# Instruções:
**A.** Reescreva de forma mais breve o parágrafo do texto sobre a Rua da Praia que começa com "O projeto de revitalização, elaborado pelo município", preservando seus fatos principais.
**B.** Dê a continuação do texto sobre a Rua da Praia, começando logo após a última frase apresentada.

# Trecho do documento:
---------------

A volta do comércio informal, problema que havia sido resolvido com a inauguração do PopCenter em 2009, é apenas um dos atuais desafios. Com um projeto de revitalização urbana engavetado há quase dois anos, o piso e o sistema de iluminação se deterioram. Perto da esquina com a General Câmara, o pavimento se desfez e restou um buraco com algumas pedras soltas em seu interior. Os postes, velhos, reforçam a impressão geral de descuido.
– Não se via loja vazia na Rua da Praia. Hoje, há espaços à venda ou para alugar. A situação do Centro, somada à crise, assusta alguns investidores – analisa o assessor imobiliário Renan Wagner.
O projeto de revitalização, elaborado pelo município em parceria com entidades como o Sindilojas, deveria ter sido licitado em novembro de 2015, mas até hoje permanece como promessa. Segundo o ex-prefeito José Fortunati, faltaria apenas concluir o projeto executivo para tocar a obra, já que R$ 10 milhões para a reforma estariam garantidos por um financiamento. A iniciativa prevê a troca do pavimento e a substituição da infraestrutura com uso de fiação subterrânea.
Procurada por ZH, a assessoria de comunicação da prefeitura informou que o projeto de revitalização da Rua da Praia está em análise. Pedidos de entrevista com o prefeito Nelson Marchezan e com o secretário de Planejamento e Gestão, José Parode, não foram atendidos. Parode informou, via assessoria, que poderia se manifestar sobre o assunto na terça-feira.
Mas nem tudo é desesperança no Centro: investimentos recentes como a reforma da Galeria Chaves e a inauguração da loja Lebes Life Store mostram que a velha Rua da Praia mantém o potencial.
– Temos de ter cuidado com o saudosismo, mas é possível, sim, qualificar a Rua da Praia. Aumentar o espaço para os pedestres, investir em iniciativas como parklets, melhorar o mobiliário urbano transformaria um espaço de trânsito em um espaço de permanência – avalia o presidente da seccional gaúcha do Instituto de Arquitetos do Brasil, Rafael Passos.

---------------

# Registros fornecidos:
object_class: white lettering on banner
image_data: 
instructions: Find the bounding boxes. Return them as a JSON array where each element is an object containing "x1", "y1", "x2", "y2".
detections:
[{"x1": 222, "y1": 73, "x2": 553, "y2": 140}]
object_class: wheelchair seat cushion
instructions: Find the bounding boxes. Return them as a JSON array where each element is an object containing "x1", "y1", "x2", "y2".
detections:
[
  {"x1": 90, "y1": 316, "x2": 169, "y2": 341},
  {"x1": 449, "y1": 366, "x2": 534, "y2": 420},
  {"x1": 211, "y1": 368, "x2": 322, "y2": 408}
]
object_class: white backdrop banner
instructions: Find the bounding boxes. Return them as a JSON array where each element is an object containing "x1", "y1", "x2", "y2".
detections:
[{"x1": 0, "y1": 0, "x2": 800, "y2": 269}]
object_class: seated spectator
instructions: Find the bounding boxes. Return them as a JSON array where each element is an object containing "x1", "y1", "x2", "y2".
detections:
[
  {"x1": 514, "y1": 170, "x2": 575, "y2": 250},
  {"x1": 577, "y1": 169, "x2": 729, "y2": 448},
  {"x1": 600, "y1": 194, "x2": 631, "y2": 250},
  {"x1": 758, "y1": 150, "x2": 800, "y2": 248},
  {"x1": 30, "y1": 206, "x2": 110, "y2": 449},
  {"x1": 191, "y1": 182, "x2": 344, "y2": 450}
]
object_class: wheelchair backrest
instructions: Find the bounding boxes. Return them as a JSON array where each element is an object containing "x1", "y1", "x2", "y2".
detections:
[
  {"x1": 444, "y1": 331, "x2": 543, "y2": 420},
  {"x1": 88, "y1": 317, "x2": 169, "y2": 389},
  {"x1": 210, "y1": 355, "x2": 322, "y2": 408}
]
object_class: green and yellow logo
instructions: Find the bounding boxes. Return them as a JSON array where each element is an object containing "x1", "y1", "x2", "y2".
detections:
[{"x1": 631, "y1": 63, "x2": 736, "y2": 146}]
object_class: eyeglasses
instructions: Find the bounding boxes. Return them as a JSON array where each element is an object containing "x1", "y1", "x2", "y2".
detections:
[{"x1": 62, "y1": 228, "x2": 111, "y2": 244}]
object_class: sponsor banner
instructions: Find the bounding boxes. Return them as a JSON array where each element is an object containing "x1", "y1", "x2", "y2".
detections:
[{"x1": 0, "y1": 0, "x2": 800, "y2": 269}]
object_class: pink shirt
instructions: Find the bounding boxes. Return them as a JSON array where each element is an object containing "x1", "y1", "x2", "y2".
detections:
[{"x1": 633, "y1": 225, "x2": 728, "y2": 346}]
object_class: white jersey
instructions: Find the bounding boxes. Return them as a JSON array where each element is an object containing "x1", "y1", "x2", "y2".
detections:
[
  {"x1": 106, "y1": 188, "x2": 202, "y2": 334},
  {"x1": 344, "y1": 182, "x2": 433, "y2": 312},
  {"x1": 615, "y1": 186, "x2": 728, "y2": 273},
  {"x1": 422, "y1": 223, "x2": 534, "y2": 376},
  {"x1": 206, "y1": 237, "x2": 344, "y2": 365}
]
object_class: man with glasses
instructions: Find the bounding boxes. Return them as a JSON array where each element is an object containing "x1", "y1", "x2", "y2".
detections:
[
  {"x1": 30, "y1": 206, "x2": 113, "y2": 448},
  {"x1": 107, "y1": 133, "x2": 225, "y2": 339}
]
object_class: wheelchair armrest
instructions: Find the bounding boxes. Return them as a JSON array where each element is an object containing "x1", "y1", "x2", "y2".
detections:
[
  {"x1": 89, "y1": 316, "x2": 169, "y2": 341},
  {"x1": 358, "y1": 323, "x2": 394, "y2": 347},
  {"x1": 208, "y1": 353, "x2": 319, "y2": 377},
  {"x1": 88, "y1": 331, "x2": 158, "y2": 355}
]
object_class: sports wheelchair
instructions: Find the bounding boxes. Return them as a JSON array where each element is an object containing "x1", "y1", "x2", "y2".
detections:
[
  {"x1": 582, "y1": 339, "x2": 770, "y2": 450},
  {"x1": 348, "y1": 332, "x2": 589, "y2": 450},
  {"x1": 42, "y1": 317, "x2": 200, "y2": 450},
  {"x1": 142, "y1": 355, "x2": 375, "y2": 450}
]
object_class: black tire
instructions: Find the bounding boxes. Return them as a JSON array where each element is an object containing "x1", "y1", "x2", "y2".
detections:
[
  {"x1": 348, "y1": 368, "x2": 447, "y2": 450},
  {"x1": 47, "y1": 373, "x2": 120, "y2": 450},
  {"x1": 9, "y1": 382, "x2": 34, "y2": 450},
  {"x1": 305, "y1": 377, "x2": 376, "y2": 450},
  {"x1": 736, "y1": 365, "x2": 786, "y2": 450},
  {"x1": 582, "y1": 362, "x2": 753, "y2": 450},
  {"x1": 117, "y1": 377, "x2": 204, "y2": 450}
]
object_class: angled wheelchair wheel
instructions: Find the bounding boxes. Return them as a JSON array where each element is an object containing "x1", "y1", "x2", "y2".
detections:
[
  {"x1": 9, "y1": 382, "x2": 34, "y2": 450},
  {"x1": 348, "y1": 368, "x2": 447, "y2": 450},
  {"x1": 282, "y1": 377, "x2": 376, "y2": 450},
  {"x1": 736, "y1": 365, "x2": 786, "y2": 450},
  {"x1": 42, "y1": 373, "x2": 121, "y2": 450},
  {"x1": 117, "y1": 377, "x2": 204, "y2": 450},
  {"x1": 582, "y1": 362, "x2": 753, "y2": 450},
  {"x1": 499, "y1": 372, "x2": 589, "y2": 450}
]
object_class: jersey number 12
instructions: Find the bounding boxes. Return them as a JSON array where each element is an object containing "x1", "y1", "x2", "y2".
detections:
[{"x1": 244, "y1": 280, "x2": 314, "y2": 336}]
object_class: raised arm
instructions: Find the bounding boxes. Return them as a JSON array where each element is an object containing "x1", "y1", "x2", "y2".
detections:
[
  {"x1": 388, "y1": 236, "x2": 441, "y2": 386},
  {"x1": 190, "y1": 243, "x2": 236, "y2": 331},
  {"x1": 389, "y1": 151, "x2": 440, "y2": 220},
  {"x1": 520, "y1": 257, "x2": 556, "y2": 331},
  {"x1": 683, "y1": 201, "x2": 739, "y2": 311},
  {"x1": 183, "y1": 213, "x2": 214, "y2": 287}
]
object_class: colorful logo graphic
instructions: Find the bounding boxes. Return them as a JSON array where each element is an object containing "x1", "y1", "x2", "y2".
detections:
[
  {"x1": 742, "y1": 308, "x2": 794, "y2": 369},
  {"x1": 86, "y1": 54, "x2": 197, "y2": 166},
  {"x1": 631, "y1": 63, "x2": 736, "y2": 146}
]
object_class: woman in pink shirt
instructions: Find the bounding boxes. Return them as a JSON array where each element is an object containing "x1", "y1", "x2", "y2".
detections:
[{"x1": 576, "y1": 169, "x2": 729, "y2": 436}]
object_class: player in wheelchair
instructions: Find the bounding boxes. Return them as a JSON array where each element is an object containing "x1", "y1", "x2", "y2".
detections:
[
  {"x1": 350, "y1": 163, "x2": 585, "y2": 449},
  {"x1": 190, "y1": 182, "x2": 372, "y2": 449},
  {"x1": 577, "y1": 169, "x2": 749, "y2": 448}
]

---------------

# Respostas por tarefa:
**A.** O projeto de revitalização, feito pelo município com entidades como o Sindilojas, deveria ter sido licitado em novembro de 2015, mas segue como promessa. Segundo o ex-prefeito José Fortunati, faltaria apenas concluir o projeto executivo, pois R$ 10 milhões estariam garantidos por financiamento. A obra prevê troca do pavimento e nova infraestrutura com fiação subterrânea.

**B.**
Alguns dos pontos negativos da via mais famosa da Capital:
Camelôs – Praticamente extintos da área central desde a inauguração do PopCenter, em 2009, quando o centro de compras recebeu os ambulantes, os camelôs voltaram a ocupar as vias nos últimos dois anos. A Rua da Praia é um dos pontos preferenciais para a venda de bugigangas como eletrônicos, brinquedos, roupas, relógios e outros itens.
Pavimento – Em vários pontos, o calçamento da Rua da Praia apresenta irregularidades e falta de lajotas. Um dos trechos mais críticos é nas proximidades da esquina com a General Câmara – ali, há um ponto em que o pavimento deu lugar a um buraco e a pequenas pedras soltas.
Contêineres – Em pontos nobres da Rua da Praia, como nas imediações da Praça da Alfândega, os passantes dividem espaço com contêineres de lixo colocados no meio do passeio público. Alguns receberam pinturas coloridas para tentar amenizar o impacto visual.
Pichação – Ao longo da via e no seu entorno são frequentes as pichações, que atingem fachadas de prédios, lixeiras, monumentos (como no caso da Praça da Alfândega) e outras superfícies. As pichações ampliam a impressão de abandono e desleixo com a região.
Lixeiras – Muitas lixeiras estão em más condições de conservação, com corrosão do metal. Perto da esquina com a General Câmara, foi colocado um saco plástico sob a lixeira a fim de evitar que os materiais descartados ali caiam diretamente sobre a calçada.
Segurança – Muitos frequentadores se queixam da sensação de insegurança ao circular pela Rua da Praia. Essa sensação aumenta à noite, quando diminui o número de pessoas circulando e também há queixas sobre insuficiência do sistema de iluminação.
INICIATIVAS QUE NÃO SAÍRAM DO PAPEL
Bonde: em janeiro de 2005, ZH publicou reportagem sobre um projeto que seria retomado pela Trensurb, levando o antigo bonde ao centro da Capital. O trajeto já estava definido: a linha sairia do Largo Glênio Peres, passaria pela Rua da Praia e chegaria ao Gasômetro. A iniciativa fazia parte do projeto de revitalização do Centro Histórico. De acordo com a Trensurb, a proposta foi entregue à prefeitura, mas acabou não saindo do papel.
Edifício Imperial: em 2006, reportagem de ZH mostrou parceria entre a prefeitura e a Caixa Econômica Federal para inaugurar o Conjunto Cultural Caixa no prédio do antigo Cinema Imperial. O projeto, na época, contemplava cine-teatro com 650 lugares, área de exposições, museu, sala multimídia, cafeteria e revistaria. A estimativa é de que fosse inaugurado em 2010. A obra ainda não foi concluída, mas, recentemente, a Caixa informou que a previsão de abertura é para o segundo semestre de 2018.